(Pointing records)
╔══

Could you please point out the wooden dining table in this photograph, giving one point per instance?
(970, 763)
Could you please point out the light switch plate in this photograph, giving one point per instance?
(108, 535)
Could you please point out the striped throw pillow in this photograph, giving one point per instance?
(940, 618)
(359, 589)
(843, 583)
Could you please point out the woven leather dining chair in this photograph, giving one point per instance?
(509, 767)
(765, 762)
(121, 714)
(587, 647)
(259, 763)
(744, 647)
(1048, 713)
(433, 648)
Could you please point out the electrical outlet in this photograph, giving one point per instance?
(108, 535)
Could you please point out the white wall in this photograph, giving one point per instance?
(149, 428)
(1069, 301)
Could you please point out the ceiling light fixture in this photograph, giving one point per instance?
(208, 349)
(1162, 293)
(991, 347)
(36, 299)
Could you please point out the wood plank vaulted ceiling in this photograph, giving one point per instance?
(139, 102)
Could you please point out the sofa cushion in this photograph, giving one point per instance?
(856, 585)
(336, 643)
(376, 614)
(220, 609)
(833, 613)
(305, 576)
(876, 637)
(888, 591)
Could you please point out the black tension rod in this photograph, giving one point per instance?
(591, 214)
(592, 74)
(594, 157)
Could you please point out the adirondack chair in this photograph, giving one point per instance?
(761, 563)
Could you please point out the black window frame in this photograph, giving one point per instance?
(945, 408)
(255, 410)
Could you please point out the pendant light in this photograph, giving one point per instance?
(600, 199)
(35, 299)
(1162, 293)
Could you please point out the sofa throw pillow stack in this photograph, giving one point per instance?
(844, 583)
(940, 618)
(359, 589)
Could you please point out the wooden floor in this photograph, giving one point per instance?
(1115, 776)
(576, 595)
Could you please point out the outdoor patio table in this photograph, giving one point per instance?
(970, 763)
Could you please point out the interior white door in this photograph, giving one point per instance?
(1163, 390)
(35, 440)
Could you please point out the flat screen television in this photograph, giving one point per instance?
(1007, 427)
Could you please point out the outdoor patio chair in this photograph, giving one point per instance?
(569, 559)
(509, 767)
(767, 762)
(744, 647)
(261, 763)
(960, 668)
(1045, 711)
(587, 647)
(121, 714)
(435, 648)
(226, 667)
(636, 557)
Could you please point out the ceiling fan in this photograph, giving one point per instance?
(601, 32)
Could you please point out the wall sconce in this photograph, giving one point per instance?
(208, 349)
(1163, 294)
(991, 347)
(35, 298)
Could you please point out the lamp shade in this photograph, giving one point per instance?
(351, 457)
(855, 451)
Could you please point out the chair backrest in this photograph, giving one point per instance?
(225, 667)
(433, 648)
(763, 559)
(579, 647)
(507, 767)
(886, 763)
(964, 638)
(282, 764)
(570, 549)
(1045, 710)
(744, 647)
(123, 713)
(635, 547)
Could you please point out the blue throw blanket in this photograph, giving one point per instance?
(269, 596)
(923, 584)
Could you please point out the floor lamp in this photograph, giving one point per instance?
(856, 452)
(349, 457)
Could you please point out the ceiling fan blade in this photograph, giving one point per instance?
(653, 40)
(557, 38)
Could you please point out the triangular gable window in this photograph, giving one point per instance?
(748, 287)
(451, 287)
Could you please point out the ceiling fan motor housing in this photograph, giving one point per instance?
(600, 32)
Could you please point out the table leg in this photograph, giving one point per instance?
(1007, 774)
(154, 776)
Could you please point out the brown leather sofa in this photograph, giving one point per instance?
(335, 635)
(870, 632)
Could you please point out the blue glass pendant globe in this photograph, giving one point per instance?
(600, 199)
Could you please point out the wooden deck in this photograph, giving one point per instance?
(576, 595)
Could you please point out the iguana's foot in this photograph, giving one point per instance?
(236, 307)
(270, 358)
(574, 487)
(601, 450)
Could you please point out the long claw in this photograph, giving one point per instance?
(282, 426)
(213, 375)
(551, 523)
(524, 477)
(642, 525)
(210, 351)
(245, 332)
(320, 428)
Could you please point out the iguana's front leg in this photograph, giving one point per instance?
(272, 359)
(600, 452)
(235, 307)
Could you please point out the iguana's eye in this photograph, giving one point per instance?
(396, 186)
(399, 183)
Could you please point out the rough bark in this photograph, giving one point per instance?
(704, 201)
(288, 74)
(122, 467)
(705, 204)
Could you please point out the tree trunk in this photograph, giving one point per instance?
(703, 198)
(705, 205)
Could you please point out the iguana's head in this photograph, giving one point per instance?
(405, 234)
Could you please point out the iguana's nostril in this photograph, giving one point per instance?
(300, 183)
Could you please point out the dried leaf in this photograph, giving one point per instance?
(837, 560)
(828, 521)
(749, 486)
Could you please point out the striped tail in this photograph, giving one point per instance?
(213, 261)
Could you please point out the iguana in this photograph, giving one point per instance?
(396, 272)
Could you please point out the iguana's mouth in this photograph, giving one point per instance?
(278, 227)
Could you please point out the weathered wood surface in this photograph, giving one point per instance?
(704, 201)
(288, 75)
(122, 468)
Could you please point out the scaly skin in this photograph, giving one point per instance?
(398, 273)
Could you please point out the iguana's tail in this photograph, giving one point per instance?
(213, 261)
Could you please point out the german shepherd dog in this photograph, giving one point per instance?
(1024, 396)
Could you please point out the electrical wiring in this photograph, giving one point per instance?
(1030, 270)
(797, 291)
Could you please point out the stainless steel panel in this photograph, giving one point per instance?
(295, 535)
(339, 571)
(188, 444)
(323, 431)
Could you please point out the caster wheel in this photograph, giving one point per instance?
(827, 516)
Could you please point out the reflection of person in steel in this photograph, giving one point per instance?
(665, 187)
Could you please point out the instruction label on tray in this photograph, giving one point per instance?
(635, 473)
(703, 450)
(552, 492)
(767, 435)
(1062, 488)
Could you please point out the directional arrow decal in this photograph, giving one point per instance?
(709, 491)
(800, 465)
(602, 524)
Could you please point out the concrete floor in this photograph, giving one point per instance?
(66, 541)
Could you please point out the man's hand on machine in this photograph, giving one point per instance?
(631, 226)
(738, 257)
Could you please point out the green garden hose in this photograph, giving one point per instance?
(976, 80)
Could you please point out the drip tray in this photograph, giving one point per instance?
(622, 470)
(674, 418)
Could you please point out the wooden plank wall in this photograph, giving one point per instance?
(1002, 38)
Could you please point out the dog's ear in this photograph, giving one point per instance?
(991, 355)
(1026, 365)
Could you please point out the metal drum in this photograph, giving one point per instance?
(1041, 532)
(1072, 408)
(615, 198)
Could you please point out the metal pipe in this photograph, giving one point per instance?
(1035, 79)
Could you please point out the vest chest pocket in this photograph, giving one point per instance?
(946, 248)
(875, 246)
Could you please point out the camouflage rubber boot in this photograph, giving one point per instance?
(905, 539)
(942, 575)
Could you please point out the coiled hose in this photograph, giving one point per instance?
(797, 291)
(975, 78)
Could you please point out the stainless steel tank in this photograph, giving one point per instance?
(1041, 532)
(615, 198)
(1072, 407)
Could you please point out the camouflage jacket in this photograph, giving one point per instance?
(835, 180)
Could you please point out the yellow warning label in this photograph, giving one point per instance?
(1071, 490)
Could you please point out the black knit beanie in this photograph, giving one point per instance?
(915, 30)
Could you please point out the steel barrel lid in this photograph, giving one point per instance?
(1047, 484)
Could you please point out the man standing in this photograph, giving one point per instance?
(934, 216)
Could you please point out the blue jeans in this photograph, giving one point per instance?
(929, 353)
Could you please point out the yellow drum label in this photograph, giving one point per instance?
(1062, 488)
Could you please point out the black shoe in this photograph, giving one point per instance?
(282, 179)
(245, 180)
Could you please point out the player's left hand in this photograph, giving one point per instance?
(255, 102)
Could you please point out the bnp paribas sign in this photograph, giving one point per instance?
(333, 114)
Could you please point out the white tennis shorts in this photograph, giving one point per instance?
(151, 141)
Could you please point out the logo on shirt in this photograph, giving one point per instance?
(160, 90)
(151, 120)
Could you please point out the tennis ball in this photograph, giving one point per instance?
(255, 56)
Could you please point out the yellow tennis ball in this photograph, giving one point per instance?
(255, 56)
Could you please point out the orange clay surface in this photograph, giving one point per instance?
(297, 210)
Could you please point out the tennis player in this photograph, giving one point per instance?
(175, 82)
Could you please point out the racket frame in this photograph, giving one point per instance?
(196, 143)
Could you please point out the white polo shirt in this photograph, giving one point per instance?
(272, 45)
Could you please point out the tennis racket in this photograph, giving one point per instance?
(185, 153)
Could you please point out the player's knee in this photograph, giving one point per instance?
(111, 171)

╚══

(GOAL):
Return, word for word, every line from the line with "Could you please point out the logo" to the final line of the data.

(EXERCISE SOLUTION):
Could you please point out the logo on shirt in this photograph, giving one point per instance?
(160, 90)
(151, 120)
Could you please point out the tennis ball in this photograph, giving one point per instance?
(255, 56)
Could you please point out the yellow tennis ball in this photograph, giving one point per instance?
(255, 56)
Could you please point out the orange clay surface in this photograph, giving one point per instance?
(297, 210)
Could you please point out the tennis player in this photograph, giving one point per instance?
(175, 82)
Could you please point out the racket frame in this photograph, giving one point per instance?
(196, 143)
Could you please point out the white polo shirt in this photograph, giving one point per instance?
(272, 45)
Could you please point out the tennis racket in this photograph, giving one point per instance?
(185, 153)
Could you please point out the player's knee in this photograph, giving one point per instance?
(111, 171)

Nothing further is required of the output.